● **Exercise goal**
Copy the stretch of the listing below from the line containing "like x=1161 y=432." through the line containing "x=738 y=390" word for word, and reproduce nothing else.

───── Provided material ─────

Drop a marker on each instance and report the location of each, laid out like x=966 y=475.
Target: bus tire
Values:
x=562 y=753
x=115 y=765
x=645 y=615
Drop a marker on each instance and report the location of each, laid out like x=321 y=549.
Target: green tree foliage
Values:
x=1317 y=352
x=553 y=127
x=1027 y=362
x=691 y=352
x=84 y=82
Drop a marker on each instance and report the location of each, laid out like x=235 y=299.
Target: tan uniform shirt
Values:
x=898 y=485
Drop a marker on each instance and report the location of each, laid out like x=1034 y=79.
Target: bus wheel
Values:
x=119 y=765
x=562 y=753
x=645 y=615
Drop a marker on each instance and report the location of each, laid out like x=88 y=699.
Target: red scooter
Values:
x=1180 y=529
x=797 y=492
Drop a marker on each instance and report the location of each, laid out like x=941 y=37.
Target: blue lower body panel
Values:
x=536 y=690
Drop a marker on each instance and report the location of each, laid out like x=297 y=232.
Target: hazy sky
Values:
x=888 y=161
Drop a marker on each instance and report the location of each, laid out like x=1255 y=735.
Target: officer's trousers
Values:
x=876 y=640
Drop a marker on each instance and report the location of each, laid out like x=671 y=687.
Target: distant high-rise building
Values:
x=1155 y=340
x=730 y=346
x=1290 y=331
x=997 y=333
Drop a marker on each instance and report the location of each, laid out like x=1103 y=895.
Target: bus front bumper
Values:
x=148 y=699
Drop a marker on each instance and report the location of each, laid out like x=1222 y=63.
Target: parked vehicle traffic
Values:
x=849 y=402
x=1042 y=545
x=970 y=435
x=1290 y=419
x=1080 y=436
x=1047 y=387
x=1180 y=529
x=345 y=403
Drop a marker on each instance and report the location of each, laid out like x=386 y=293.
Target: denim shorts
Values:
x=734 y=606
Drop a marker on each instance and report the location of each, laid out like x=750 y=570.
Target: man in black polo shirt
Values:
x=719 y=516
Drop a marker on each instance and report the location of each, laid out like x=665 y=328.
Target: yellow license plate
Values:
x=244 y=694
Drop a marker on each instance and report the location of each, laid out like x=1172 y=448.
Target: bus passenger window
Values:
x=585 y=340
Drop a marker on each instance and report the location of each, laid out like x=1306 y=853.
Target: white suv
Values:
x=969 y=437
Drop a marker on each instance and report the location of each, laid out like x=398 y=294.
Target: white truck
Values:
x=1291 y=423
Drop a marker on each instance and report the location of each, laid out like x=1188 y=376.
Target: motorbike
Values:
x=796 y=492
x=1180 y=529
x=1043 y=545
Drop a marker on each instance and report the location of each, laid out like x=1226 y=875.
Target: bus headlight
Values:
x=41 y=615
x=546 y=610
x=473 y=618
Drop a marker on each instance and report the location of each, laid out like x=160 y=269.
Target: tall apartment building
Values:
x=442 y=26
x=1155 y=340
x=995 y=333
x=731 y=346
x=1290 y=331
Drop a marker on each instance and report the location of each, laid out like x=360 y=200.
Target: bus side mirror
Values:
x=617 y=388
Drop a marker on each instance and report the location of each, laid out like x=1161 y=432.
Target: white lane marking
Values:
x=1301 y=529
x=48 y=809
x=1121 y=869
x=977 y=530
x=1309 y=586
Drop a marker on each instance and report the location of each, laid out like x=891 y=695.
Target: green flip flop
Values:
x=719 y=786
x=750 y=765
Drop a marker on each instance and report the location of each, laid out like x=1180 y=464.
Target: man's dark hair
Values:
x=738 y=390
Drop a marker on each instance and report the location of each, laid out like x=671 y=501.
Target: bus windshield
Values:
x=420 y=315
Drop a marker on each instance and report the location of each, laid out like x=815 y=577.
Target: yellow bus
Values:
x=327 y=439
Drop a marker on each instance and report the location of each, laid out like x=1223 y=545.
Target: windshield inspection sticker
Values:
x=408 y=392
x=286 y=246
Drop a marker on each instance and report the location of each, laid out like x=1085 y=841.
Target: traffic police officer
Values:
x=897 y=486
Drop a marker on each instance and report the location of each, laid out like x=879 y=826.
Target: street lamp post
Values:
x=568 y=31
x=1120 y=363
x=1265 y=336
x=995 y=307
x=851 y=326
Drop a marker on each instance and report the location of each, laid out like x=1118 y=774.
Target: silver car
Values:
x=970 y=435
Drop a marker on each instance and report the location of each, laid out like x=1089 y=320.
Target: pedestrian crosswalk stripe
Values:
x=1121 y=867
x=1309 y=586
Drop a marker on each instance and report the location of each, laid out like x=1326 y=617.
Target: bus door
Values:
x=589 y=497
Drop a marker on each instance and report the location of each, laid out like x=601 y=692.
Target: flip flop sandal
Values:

─────

● **Expected answer**
Drop a marker on each instance and report the location of each, laid out like x=1161 y=432.
Target: white lane marking
Values:
x=1301 y=529
x=48 y=809
x=1121 y=869
x=977 y=530
x=1309 y=586
Drop a marker on each instance and report the location of each, laid out like x=891 y=695.
Target: green flip flop
Values:
x=719 y=786
x=750 y=765
Drop a marker on each instance and report the location of each, laid out like x=1180 y=464.
Target: man's dark hair
Values:
x=738 y=390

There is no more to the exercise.